(Data under study begins)
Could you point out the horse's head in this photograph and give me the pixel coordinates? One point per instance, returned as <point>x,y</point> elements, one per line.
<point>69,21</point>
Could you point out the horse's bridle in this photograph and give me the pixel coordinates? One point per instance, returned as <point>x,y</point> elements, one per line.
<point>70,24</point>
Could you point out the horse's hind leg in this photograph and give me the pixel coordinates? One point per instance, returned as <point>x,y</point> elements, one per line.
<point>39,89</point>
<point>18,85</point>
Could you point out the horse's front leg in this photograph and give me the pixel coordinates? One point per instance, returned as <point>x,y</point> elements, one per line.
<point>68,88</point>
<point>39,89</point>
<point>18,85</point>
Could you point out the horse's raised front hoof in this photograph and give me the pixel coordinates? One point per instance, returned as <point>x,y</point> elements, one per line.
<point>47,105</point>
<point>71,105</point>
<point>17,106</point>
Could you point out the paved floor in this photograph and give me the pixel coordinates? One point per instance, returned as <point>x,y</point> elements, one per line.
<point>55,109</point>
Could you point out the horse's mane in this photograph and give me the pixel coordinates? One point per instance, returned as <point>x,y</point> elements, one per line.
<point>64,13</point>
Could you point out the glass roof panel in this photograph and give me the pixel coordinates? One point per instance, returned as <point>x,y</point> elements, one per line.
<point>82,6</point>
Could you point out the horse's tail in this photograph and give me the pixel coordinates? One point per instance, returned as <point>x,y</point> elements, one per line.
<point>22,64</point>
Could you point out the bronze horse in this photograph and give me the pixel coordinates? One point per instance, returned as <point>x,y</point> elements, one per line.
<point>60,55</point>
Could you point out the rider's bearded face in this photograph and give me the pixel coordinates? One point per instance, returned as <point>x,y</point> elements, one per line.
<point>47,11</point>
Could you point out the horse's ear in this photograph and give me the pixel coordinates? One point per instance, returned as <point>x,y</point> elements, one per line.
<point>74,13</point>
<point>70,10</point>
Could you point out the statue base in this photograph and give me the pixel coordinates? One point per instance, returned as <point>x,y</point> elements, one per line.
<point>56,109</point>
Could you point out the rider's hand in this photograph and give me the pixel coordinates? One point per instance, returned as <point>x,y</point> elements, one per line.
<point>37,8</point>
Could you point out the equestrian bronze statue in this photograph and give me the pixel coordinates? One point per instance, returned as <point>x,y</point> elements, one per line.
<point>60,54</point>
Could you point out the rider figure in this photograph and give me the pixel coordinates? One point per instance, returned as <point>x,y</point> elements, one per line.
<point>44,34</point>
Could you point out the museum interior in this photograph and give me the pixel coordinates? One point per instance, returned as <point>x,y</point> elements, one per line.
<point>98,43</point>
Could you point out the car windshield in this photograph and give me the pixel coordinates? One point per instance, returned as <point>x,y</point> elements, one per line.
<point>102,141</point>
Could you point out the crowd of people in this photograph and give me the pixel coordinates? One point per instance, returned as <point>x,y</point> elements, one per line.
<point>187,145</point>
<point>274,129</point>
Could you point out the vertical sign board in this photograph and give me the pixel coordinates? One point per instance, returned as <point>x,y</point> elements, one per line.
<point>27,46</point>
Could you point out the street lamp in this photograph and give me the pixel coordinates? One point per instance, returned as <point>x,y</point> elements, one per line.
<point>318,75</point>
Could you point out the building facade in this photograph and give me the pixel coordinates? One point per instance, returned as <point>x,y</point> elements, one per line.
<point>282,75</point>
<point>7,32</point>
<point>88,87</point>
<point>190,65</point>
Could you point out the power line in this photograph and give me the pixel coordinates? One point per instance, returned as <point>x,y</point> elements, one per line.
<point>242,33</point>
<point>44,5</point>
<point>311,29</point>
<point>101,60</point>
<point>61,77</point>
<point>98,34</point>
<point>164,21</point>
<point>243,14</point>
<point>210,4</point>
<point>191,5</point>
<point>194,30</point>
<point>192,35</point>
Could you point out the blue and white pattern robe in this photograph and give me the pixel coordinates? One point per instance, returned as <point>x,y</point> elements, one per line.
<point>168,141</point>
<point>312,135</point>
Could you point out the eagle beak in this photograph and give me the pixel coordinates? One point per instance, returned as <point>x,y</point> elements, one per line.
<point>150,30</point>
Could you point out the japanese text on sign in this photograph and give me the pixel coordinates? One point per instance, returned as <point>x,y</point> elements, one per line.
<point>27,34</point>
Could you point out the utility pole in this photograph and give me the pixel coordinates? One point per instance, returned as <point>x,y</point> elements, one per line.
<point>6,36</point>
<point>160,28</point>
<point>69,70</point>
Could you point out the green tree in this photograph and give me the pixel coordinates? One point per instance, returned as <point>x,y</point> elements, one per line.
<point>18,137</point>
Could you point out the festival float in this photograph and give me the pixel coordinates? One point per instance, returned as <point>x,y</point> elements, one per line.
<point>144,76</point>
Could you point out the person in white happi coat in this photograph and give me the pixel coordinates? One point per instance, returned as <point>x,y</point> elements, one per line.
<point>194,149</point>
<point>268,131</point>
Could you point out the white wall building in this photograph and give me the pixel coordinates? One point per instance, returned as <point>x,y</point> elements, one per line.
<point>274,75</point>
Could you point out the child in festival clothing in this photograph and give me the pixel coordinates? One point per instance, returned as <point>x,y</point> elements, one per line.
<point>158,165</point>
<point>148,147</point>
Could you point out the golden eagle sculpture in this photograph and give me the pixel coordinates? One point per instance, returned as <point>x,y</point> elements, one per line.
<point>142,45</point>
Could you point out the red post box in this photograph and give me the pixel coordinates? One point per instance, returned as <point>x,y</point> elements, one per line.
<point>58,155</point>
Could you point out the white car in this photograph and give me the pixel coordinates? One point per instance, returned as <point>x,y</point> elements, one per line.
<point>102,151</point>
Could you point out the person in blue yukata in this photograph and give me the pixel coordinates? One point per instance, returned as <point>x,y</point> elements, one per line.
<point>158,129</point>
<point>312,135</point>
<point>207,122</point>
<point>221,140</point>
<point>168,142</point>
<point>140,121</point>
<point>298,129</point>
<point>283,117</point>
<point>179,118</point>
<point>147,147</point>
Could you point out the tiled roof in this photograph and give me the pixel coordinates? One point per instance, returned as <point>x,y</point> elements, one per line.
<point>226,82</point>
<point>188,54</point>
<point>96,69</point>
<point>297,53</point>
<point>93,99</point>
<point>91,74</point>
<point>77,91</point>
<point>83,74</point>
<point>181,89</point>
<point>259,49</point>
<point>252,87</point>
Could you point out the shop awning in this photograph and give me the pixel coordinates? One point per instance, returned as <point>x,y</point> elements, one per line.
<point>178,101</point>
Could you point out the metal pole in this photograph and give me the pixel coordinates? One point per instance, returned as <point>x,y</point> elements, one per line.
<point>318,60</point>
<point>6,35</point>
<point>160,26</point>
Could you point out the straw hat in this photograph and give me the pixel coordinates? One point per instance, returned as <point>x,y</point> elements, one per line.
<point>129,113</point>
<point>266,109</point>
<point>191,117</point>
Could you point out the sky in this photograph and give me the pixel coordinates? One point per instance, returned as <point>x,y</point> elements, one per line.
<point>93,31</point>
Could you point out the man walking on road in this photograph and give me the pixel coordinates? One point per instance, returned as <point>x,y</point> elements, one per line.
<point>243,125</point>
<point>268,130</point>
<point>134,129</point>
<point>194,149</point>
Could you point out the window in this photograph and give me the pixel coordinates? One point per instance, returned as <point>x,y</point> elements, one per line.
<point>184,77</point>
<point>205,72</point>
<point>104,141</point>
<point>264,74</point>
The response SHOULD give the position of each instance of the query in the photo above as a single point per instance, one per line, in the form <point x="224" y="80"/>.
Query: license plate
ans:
(Data under study ends)
Write out each entry above exactly as it is written.

▸ Task response:
Could you point out the horse's head in this photograph and give me the pixel coordinates? One point per instance, returned as <point>x,y</point> elements, one per line.
<point>69,21</point>
Could you point out the horse's bridle in this photograph and give me the pixel coordinates? One point per instance, returned as <point>x,y</point> elements, one per line.
<point>70,24</point>
Could you point out the horse's hind leg in this photograph and give me the pixel coordinates? One point per instance, returned as <point>x,y</point> elements, one per line.
<point>39,89</point>
<point>18,85</point>
Could you point out the horse's front leg in this photograph and give me the pixel coordinates? One point per instance, returned as <point>x,y</point> elements, one per line.
<point>68,88</point>
<point>39,89</point>
<point>18,85</point>
Could you point out the horse's raised front hoof in this photograph and give me the pixel coordinates? One point per instance, returned as <point>x,y</point> elements, one per line.
<point>47,105</point>
<point>71,105</point>
<point>17,106</point>
Could you point out the paved floor in this photograph and give me the pixel coordinates? One point per instance, returned as <point>x,y</point> elements, one per line.
<point>55,109</point>
Could you point out the horse's mane in this photograph and give me the pixel coordinates? One point per instance, returned as <point>x,y</point> elements, one per line.
<point>64,13</point>
Could you point out the glass roof panel in this photograph and give me the pixel coordinates? One point per instance, returned as <point>x,y</point> elements, one per line.
<point>82,6</point>
Could you point out the horse's tail in this photograph and give me the pixel coordinates? One point per instance, returned as <point>x,y</point> elements, one per line.
<point>22,64</point>
Could you point out the bronze horse in this photograph and give me the pixel coordinates? One point per instance, returned as <point>x,y</point> elements, one per line.
<point>60,55</point>
Could you point out the rider's bearded face in this photograph and give me the pixel coordinates? One point per instance, returned as <point>x,y</point> elements, one per line.
<point>47,11</point>
Could you point out the horse's ear in this photograph and give me the pixel coordinates? One point per instance, returned as <point>x,y</point> elements, one per line.
<point>74,13</point>
<point>70,10</point>
Could you point out the statue base in this photograph and give me the pixel coordinates? One point per instance, returned as <point>x,y</point> elements, one per line.
<point>56,109</point>
Could you point out the rider's hand in this photograph and give me the pixel coordinates? One point per instance, returned as <point>x,y</point> elements, one per line.
<point>37,8</point>
Could you point out the equestrian bronze statue in this photograph and give me the pixel coordinates? One point per instance, returned as <point>x,y</point> elements, one per line.
<point>60,54</point>
Could you point out the rider figure in this photograph and give me the pixel coordinates? One point per instance, returned as <point>x,y</point> elements, one per line.
<point>44,34</point>
Could you point out the museum interior in this photograph and give me the pixel coordinates? One point per instance, returned as <point>x,y</point> elements, one per line.
<point>98,43</point>
Could you point out the car windshield in this photograph and give me the pixel coordinates? One point per instance, returned as <point>x,y</point> elements, one per line.
<point>102,141</point>
Could you point out the crowd of people in this photograph and give me the pixel coordinates? One point per instance, returned as <point>x,y</point> elements, one per line.
<point>187,145</point>
<point>274,129</point>
Could you point out the vertical sign board in this photograph and give me the pixel coordinates? One point per instance, returned as <point>x,y</point> elements, one per line.
<point>27,46</point>
Could you point out the street lamp in this photograph and give me the pixel coordinates? One point per instance, returned as <point>x,y</point> elements, one per line.
<point>318,75</point>
Could you point out the building facade in this photograph and give me the pixel coordinates? One point per instance, returned as <point>x,y</point> elements, one per line.
<point>282,75</point>
<point>7,32</point>
<point>88,87</point>
<point>190,65</point>
Could you point out the power line in this photograph and give me the pixel coordinates? One point per instance, returned as <point>x,y</point> elements, one per line.
<point>242,33</point>
<point>44,5</point>
<point>311,29</point>
<point>101,60</point>
<point>61,77</point>
<point>98,34</point>
<point>164,21</point>
<point>243,14</point>
<point>210,4</point>
<point>191,5</point>
<point>194,30</point>
<point>192,35</point>
Could you point out the blue and white pattern robe in this photograph and give me the pixel coordinates? One point per instance, returned as <point>x,y</point> elements, one per line.
<point>168,141</point>
<point>312,135</point>
Could you point out the eagle beak in this photograph and give me the pixel coordinates? One point per instance, returned as <point>x,y</point> elements, one per line.
<point>150,30</point>
Could you point out the japanese text on sign in this photograph and give me the pixel coordinates? One point per instance, returned as <point>x,y</point> elements, one per line.
<point>27,34</point>
Could you point out the utility pole in this photograph and give me the pixel coordinates? One point per instance, returned as <point>x,y</point> elements, one per line.
<point>6,36</point>
<point>160,28</point>
<point>69,70</point>
Could you point out the green tree in this photograph and give me the pixel coordinates? One point per instance, returned as <point>x,y</point> elements, one per line.
<point>18,137</point>
Could you point out the festival float in this photograph and give me the pixel coordinates? One point per instance, returned as <point>x,y</point> elements, one per line.
<point>144,76</point>
Could you point out the person in white happi coat in this photograph and give me the pixel coordinates? One point per instance, returned as <point>x,y</point> elements, one per line.
<point>194,149</point>
<point>268,131</point>
Could you point out the white wall building in this photograph and give me the pixel coordinates? One point per instance, returned as <point>x,y</point> elements, one per line.
<point>274,75</point>
Could you point out the child in festival clothing in this photograph and give me the pixel coordinates? One point per instance, returned as <point>x,y</point> elements, one per line.
<point>158,165</point>
<point>148,147</point>
Could you point out the golden eagle sculpture in this photograph and give me the pixel coordinates? One point per instance, returned as <point>x,y</point> elements, one per line.
<point>142,45</point>
Could you point out the red post box in this photograph and give me the pixel coordinates? One point per instance, returned as <point>x,y</point> elements, one per line.
<point>58,155</point>
Could you point out the white car in this photograph and give me the pixel coordinates? One point per instance, returned as <point>x,y</point> elements, one per line.
<point>102,151</point>
Could you point out the person in blue yukata in this photograph and give me the pixel coordinates? One point per instance, returned as <point>x,y</point> elements, one per line.
<point>158,129</point>
<point>312,135</point>
<point>207,122</point>
<point>221,140</point>
<point>168,142</point>
<point>140,121</point>
<point>298,129</point>
<point>283,117</point>
<point>179,118</point>
<point>147,147</point>
Could you point out the tiled roof in this photograph and give me the pixel coordinates? One point per instance, returned as <point>x,y</point> elements, one per line.
<point>226,82</point>
<point>188,54</point>
<point>96,69</point>
<point>297,53</point>
<point>93,99</point>
<point>91,74</point>
<point>77,91</point>
<point>83,74</point>
<point>181,89</point>
<point>259,49</point>
<point>252,87</point>
Could you point out the shop awning in this photograph and give me the pixel coordinates? One point per instance, returned as <point>x,y</point> elements, one per line.
<point>178,101</point>
Could you point out the metal pole in this photograph and give me the pixel coordinates? One point per instance, returned as <point>x,y</point> elements, one per line.
<point>318,60</point>
<point>6,35</point>
<point>160,26</point>
Could you point out the straw hat in this photograph and give me the pixel coordinates? One point per instance, returned as <point>x,y</point> elements, one per line.
<point>129,113</point>
<point>266,109</point>
<point>191,117</point>
Could you point out the sky in this photograph and give me the pixel coordinates? One point per instance, returned as <point>x,y</point> elements, one per line.
<point>93,31</point>
Could you point out the man walking on road in this photograph and give me the pixel coordinates? One point per instance, returned as <point>x,y</point> elements, one per line.
<point>243,125</point>
<point>268,130</point>
<point>134,129</point>
<point>194,149</point>
Could you point out the window in this photograph and give me the pixel coordinates? One point per instance, returned as <point>x,y</point> elements, one per line.
<point>184,77</point>
<point>205,72</point>
<point>104,141</point>
<point>264,74</point>
The response SHOULD give the position of each instance of the query in the photo above as a single point per instance, one per line, in the form <point x="224" y="80"/>.
Query: license plate
ans:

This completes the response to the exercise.